● **SUPPLIED PASSAGE**
From what I can see I am using the same equations...

$$ d = vt, T = \gamma \tau $$
therefore
$$ d = v \gamma \tau $$
Yes, that's right. You must have made a mistake extracting ##v## from ##\gamma v##.
 
This is really stressful... I just can't see it. :)
 
  • #10
R3ap3r42 said:
This is really stressful... I just can't see it. :)
Try this:

Here's a hint and something that doesn't seem to be in textbooks. If you generate the quantity ##\gamma v##, which happens quite often. Note that:
PeroK said:
$$\gamma v = w \ \Rightarrow \ \frac{v^2}{1 - v^2} = w^2 \ \Rightarrow \ v^2 =\frac{w^2}{1 + w^2}$$$$\Rightarrow \ v = \frac{w}{\sqrt{1 + w^2}} \ \text{and} \ \gamma = \sqrt{1 + w^2}$$That's how you extract ##v## and ##\gamma## from ##\gamma v##. Note that I've used ##c=1##.
It's just putting numbers into a spreadsheet.
 
  • #11
PeroK said:
Try this:

Here's a hint and something that doesn't seem to be in textbooks. If you generate the quantity ##\gamma v##, which happens quite often. Note that:

It's just putting numbers into a spreadsheet.
Sorry, that assumes ##c = 1##. You'll need to rework that formula first!
 
  • #12
PeroK said:
Try this:

Here's a hint and something that doesn't seem to be in textbooks. If you generate the quantity ##\gamma v##, which happens quite often. Note that:

It's just putting numbers into a spreadsheet.
Yes, I used this trick (you mentioned it before on another thread).
I am just annoyed I keep getting the exact same result.

$$ v \gamma \tau = d $$

then

$$ v \gamma = \frac d \tau $$

square both sides

$$ \frac {v^2} {1-v^2} = \frac {d^2} {\tau^2} $$And so on to give me v = 0.993c

I can't see my error. :(
 
  • #13
R3ap3r42 said:
Yes, I used this trick (you mentioned it before on another thread).

● **SUPPLIED ENTRIES**
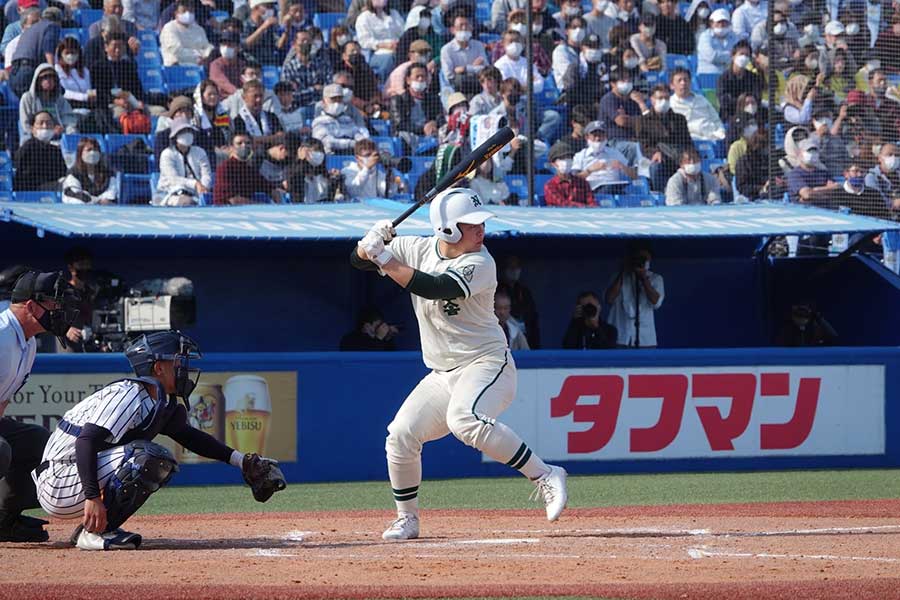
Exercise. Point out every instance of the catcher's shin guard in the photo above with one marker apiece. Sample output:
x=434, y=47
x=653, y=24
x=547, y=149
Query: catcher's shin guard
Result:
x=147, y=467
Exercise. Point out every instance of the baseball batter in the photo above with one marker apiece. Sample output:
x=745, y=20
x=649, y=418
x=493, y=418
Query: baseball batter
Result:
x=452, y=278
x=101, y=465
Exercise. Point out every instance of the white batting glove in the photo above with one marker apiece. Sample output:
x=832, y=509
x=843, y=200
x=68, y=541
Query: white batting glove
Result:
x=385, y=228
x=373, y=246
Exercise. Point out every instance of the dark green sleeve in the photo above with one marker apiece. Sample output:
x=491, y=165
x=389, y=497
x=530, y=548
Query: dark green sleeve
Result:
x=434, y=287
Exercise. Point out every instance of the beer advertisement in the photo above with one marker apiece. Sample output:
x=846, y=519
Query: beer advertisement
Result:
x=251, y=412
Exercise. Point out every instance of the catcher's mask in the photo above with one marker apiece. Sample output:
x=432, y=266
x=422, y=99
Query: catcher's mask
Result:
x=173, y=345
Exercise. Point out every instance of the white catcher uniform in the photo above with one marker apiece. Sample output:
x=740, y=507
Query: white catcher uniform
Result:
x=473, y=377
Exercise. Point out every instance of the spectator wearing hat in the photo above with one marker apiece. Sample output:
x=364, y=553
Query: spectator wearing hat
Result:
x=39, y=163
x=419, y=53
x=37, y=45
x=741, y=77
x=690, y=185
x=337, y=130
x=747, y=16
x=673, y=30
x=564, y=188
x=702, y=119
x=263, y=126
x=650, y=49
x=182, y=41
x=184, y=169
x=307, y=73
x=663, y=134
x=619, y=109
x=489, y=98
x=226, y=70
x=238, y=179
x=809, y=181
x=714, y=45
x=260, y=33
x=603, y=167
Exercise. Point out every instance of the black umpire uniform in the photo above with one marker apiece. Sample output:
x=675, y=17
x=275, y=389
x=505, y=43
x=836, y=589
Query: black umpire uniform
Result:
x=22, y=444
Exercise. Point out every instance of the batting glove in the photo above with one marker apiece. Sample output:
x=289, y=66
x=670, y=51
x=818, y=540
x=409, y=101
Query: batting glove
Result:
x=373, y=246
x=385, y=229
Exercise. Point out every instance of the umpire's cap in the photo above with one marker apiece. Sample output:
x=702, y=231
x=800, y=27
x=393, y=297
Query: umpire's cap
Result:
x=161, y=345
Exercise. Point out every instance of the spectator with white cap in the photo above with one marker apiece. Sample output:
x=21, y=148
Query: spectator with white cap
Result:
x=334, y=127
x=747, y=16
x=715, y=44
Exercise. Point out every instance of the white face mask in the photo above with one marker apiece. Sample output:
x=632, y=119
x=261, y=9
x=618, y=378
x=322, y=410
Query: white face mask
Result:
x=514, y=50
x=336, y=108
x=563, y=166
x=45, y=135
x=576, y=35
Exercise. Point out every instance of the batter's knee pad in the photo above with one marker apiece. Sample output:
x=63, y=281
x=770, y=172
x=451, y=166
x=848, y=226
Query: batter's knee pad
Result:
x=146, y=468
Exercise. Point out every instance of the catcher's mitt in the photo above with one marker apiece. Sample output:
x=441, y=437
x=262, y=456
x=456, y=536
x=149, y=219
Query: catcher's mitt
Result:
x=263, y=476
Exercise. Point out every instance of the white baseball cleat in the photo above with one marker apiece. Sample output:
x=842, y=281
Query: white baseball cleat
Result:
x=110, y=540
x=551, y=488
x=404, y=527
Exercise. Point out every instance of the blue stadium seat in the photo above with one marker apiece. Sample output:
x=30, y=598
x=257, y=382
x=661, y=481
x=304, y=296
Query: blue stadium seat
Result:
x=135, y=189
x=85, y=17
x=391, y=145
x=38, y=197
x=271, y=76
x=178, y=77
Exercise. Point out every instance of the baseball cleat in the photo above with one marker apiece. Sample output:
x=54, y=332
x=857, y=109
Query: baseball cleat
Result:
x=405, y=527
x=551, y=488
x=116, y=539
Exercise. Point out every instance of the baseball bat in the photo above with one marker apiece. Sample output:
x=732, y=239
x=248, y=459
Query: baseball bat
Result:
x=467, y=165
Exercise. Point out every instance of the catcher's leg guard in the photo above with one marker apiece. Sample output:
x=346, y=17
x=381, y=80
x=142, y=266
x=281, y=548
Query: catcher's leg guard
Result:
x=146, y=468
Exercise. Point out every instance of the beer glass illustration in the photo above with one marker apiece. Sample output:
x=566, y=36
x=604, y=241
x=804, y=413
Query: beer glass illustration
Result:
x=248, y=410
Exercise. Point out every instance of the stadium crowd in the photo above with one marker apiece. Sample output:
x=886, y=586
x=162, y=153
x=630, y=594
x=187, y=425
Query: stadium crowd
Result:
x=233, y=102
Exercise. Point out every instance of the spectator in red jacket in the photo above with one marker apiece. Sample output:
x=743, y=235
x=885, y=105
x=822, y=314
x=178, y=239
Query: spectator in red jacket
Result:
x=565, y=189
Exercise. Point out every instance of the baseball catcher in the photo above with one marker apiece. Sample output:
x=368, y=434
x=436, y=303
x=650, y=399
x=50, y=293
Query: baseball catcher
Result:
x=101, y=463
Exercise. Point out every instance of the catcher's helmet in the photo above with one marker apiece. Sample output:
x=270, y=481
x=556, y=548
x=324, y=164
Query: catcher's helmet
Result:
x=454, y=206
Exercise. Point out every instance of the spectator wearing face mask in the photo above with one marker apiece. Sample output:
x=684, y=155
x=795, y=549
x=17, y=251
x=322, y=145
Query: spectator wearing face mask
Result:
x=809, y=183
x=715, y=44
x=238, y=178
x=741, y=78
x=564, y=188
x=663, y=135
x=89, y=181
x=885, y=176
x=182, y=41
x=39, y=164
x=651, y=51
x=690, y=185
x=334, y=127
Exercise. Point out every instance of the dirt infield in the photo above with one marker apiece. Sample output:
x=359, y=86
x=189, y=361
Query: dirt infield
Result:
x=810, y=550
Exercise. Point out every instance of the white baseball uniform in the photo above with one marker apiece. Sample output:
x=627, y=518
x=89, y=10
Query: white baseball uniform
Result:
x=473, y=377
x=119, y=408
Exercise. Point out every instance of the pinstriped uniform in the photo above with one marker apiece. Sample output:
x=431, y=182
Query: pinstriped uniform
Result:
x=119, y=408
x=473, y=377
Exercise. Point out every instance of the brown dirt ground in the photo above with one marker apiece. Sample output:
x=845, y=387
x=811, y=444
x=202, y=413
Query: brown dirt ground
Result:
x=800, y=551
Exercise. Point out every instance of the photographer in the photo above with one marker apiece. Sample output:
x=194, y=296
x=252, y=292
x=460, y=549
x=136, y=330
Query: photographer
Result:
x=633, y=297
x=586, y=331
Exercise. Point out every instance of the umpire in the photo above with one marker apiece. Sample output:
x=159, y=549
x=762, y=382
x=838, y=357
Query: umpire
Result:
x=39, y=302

● **PROBLEMS TO WORK ON**
1. In the relativity forum thread, why does post #11 say a formula has to be reworked first?
2. List every post number that appears in the relativity forum thread.

● **SET OF ANSWERS**
1. The formula for extracting v and γ from the quantity γv was written assuming c = 1. That is why it must be reworked before it can be used.

2. #10, #11, #12, #13